Exercise inputs:
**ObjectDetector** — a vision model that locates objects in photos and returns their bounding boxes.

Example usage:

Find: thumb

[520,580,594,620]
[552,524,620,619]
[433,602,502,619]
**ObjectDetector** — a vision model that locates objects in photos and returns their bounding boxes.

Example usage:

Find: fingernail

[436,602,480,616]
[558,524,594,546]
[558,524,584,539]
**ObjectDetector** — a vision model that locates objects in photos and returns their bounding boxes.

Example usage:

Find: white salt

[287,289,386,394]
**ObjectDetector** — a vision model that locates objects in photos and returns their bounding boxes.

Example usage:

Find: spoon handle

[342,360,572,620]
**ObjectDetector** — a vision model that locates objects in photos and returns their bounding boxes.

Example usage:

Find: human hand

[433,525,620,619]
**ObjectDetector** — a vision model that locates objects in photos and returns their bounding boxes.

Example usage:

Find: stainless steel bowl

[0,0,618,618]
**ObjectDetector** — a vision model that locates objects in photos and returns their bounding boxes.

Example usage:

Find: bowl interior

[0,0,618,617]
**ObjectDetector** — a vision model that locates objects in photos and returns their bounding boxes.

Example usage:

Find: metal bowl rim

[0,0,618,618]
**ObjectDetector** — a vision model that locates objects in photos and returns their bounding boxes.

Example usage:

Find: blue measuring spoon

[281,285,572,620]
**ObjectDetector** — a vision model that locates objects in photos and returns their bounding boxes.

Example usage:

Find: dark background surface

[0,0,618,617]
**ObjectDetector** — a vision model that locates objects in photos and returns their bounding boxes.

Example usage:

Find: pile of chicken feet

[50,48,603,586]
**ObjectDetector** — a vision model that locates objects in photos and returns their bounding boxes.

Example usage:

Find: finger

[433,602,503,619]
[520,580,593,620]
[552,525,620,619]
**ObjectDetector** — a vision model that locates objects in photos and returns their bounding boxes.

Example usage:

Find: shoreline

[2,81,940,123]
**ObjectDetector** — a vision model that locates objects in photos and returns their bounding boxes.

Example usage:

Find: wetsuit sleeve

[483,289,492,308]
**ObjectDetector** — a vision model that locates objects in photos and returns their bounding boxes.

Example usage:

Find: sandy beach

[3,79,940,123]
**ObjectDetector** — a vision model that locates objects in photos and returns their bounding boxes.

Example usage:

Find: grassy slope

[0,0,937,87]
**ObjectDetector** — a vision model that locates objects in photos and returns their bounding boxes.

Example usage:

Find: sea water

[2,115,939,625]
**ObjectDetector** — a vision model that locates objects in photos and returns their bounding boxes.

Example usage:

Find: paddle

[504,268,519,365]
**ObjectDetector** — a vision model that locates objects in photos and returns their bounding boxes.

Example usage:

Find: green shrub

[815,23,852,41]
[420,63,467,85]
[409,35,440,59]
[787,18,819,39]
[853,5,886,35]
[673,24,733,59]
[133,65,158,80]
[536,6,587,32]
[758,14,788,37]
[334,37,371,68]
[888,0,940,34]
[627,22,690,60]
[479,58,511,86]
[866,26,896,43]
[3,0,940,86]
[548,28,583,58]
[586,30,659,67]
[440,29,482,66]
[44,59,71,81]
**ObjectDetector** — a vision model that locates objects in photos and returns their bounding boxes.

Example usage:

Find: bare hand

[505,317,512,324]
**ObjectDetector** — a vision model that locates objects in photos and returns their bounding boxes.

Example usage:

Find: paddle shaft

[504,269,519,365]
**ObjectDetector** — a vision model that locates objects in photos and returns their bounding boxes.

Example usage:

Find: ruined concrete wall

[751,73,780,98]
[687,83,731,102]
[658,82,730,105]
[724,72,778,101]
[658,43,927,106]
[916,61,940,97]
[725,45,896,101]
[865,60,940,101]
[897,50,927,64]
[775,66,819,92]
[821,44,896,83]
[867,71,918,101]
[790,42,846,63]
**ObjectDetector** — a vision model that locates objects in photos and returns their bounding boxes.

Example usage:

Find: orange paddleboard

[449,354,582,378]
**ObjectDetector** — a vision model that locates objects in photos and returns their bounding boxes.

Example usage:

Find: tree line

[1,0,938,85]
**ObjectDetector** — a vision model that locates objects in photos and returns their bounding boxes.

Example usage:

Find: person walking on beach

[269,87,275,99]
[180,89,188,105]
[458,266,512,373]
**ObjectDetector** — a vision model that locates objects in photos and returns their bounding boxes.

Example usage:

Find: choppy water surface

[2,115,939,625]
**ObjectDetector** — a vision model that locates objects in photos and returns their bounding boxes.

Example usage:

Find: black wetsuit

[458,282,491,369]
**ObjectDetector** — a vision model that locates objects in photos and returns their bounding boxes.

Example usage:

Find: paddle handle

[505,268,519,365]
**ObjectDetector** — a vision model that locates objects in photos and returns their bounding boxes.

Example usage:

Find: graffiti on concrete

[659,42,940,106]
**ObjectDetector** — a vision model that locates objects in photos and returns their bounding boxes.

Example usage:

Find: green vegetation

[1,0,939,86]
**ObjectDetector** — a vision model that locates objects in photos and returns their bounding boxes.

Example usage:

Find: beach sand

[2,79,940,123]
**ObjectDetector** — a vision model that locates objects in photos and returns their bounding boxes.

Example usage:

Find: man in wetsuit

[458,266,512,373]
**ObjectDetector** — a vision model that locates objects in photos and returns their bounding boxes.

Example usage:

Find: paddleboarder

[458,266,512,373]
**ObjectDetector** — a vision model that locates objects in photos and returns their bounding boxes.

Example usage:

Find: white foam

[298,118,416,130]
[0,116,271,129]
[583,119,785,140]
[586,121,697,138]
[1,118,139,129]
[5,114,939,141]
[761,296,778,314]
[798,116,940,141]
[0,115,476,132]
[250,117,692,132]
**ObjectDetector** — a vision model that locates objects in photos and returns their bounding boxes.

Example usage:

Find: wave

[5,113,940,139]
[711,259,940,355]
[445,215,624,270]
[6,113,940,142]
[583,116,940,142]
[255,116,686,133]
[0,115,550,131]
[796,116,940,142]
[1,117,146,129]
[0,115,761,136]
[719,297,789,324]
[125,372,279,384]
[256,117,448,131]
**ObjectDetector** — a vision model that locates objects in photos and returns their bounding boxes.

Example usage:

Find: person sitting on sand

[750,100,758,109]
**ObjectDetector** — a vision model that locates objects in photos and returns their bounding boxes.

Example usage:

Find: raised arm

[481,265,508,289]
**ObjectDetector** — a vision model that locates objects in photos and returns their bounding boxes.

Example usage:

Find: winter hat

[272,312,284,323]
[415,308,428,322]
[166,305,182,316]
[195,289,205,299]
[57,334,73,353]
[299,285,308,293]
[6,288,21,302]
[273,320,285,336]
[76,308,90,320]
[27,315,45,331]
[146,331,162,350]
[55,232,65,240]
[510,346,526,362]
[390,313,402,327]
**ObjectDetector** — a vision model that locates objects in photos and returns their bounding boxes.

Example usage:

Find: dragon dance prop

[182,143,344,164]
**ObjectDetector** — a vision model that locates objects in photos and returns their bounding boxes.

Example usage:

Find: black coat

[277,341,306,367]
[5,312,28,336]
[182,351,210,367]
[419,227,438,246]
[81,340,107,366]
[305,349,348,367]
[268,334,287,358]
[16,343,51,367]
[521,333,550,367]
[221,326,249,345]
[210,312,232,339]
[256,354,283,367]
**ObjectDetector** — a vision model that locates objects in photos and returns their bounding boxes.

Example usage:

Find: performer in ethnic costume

Task description: Your task is to transcribe the material exactly.

Exercise result:
**ObjectDetector** — a vision model that locates objects in photos and returns their bounding boxes.

Example usage:

Find: thumb

[520,580,594,620]
[552,524,620,619]
[433,602,502,619]
**ObjectDetector** — a vision model that locates objects in photos and returns their bounding boxes.

Example usage:

Find: fingernail

[436,602,480,616]
[558,524,594,546]
[558,524,584,539]
**ObjectDetector** — a vision model that locates objects in photos and returns their bounding boxes.

Example usage:

Find: white salt

[287,289,386,394]
**ObjectDetector** — a vision model that locates objects in photos and returns their bounding boxes.

Example usage:

Find: spoon handle

[342,360,572,620]
**ObjectDetector** — a vision model that locates objects in photos and returns their bounding boxes.

Example usage:

Find: human hand

[433,525,620,619]
**ObjectDetector** — a vision model that locates objects in photos and returns their bounding boxes.

Example usage:

Find: stainless steel bowl

[0,0,618,618]
**ObjectDetector** — a vision model that locates objects in photos and returns their bounding boxes.

Example usage:

Find: bowl interior

[0,0,618,617]
**ObjectDetector** — a vision model that locates objects in photos and returns their bounding boxes.

Example usage:

Find: metal bowl rim

[0,0,618,618]
**ObjectDetector** — a vision model that locates objects in photos and returns their bounding boxes.

Example usage:

Find: blue measuring spoon

[281,285,572,620]
**ObjectDetector** — a vision model that locates objects in photos and returns their bounding boxes.

Example usage:

Find: dark background surface

[0,0,618,617]
**ObjectDetector** — a vision model that locates objects in photos and returns their bounding boxes.

Example usage:

Find: pile of chicken feet

[50,48,603,586]
**ObjectDetector** — a vision model that locates objects in photos and returns their bounding boxes.

Example usage:

Find: finger

[433,602,503,619]
[520,580,593,620]
[552,525,620,619]
**ObjectDetector** — a vision model that locates objects in photos and returns their bounding boxes.

Example usage:

Find: shoreline

[2,81,940,123]
**ObjectDetector** — a vision model that locates objects in photos and returns their bounding boxes.

Example usage:

Find: wetsuit sleeve

[483,289,492,308]
**ObjectDetector** — a vision model that locates objects in photos and returns their bounding boxes.

Example usage:

Find: sandy beach

[3,79,940,123]
**ObjectDetector** — a vision model that locates objects in photos and returns their bounding boxes.

Example usage:

Find: grassy slope

[0,0,937,87]
**ObjectDetector** — a vision model that locates objects in photos and returns their bounding boxes.

Example usage:

Find: sea water

[2,115,939,625]
**ObjectDetector** — a vision model that locates objects in photos and returns their bounding boxes.

Example usage:

Find: paddle

[504,268,519,365]
**ObjectDetector** — a vision model that locates objects in photos and returns their bounding boxes.

Example usage:

Find: green shrub

[815,23,852,41]
[420,63,467,85]
[409,35,440,59]
[787,18,819,39]
[853,5,886,35]
[673,24,733,59]
[133,65,158,80]
[536,6,587,32]
[758,14,788,37]
[334,37,371,68]
[888,0,940,34]
[627,22,690,60]
[479,58,511,86]
[866,26,896,43]
[3,0,940,86]
[548,28,583,58]
[586,30,659,67]
[440,29,482,66]
[44,59,71,81]
**ObjectDetector** — a vision model that locates objects in photos and returns their bounding boxes.

Example usage:

Find: bare hand

[505,317,512,324]
**ObjectDetector** — a vision model that locates objects in photos and returns their bounding boxes.

Example usage:

Find: paddle shaft

[504,269,519,365]
**ObjectDetector** — a vision model that locates objects in photos and returns their bounding boxes.

Example usage:

Find: ruined concrete wall

[751,73,780,98]
[687,83,731,102]
[658,82,730,105]
[724,72,778,101]
[658,43,927,106]
[916,61,940,97]
[725,45,896,101]
[865,60,940,101]
[897,50,927,64]
[775,66,819,92]
[821,44,896,83]
[867,71,918,101]
[790,42,846,63]
**ObjectDetector** — a vision model that locates objects in photos and returns their bounding boxes.

Example usage:

Find: orange paddleboard

[449,354,582,378]
**ObjectDetector** — a vision model that locates objects in photos and returns their bounding boxes.

Example usage:

Find: tree line

[1,0,938,85]
**ObjectDetector** — a vision model that locates objects in photos and returns their bounding boxes.

Example usage:

Find: person walking on beach

[269,87,275,99]
[180,89,188,105]
[458,266,512,373]
**ObjectDetector** — a vision model that locates objects in photos and returns their bounding boxes.

Example usage:

Find: choppy water surface

[2,115,939,625]
**ObjectDetector** — a vision model that locates objects in photos and returns their bounding boxes.

Example usage:

Find: black wetsuit

[458,282,491,369]
**ObjectDetector** — a vision model that locates objects in photos and returns their bounding boxes.

Example usage:

Find: paddle handle

[505,268,519,365]
**ObjectDetector** — a vision model that locates objects in photos and returns their bounding boxes.

Example usage:

Find: graffiti on concrete

[659,42,940,106]
**ObjectDetector** — a vision model that locates objects in photos and returns their bounding boxes.

Example usage:

Find: green vegetation

[1,0,939,86]
**ObjectDetector** — a vision model that locates objects in photos and returns their bounding boxes.

Example usage:

Find: beach sand

[2,79,940,123]
**ObjectDetector** — a vision model that locates objects in photos and returns their bounding boxes.

Example usage:

Find: man in wetsuit

[458,266,512,373]
**ObjectDetector** — a vision model that locates objects in photos and returns their bounding boxes.

Example usage:

Find: paddleboarder

[458,266,512,373]
**ObjectDetector** — a vision model that locates objects in photos and returns their bounding boxes.

Example usage:

Find: white foam

[298,118,416,130]
[0,116,271,129]
[583,119,785,140]
[586,121,697,138]
[1,118,139,129]
[5,114,939,141]
[761,296,778,314]
[798,116,940,141]
[0,115,476,132]
[250,117,692,132]
**ObjectDetector** — a vision model that locates objects in photos and returns their bounding boxes.

Example usage:

Find: wave

[5,113,940,139]
[711,259,940,355]
[445,215,624,270]
[6,113,940,142]
[583,116,940,142]
[255,116,686,133]
[0,115,550,131]
[796,116,940,142]
[1,117,146,129]
[0,115,761,136]
[719,297,789,324]
[125,372,279,384]
[256,117,448,131]
**ObjectDetector** — a vision model that locates objects in photos and returns their bounding boxes.

Example usage:

Find: person sitting on sand

[750,100,758,109]
**ObjectDetector** — a vision model that locates objects in photos and returns their bounding boxes.

Example usage:

Find: raised arm

[481,265,508,289]
**ObjectDetector** — a vision model that locates objects in photos and returns their bounding boxes.

Example usage:

Find: winter hat

[272,312,284,323]
[415,308,428,322]
[166,305,182,316]
[195,289,205,299]
[57,334,73,353]
[299,285,308,293]
[6,288,21,302]
[273,320,285,336]
[76,308,90,320]
[27,315,45,331]
[146,331,162,350]
[55,232,65,240]
[510,346,526,362]
[390,313,402,327]
**ObjectDetector** — a vision model that locates objects in photos and returns their bounding boxes.

Example usage:

Find: dragon dance prop

[182,143,344,164]
**ObjectDetector** — a vision model that locates objects in photos and returns their bounding boxes.

Example usage:

Find: black coat

[277,341,306,367]
[5,312,28,336]
[182,351,210,367]
[419,227,438,246]
[81,340,107,366]
[305,349,348,367]
[268,334,287,358]
[16,343,51,367]
[521,333,550,367]
[221,326,249,345]
[210,312,232,339]
[256,354,283,367]
**ObjectDetector** — a vision model that locates objects in photos and returns their bounding boxes.

Example usage:

Find: performer in ethnic costume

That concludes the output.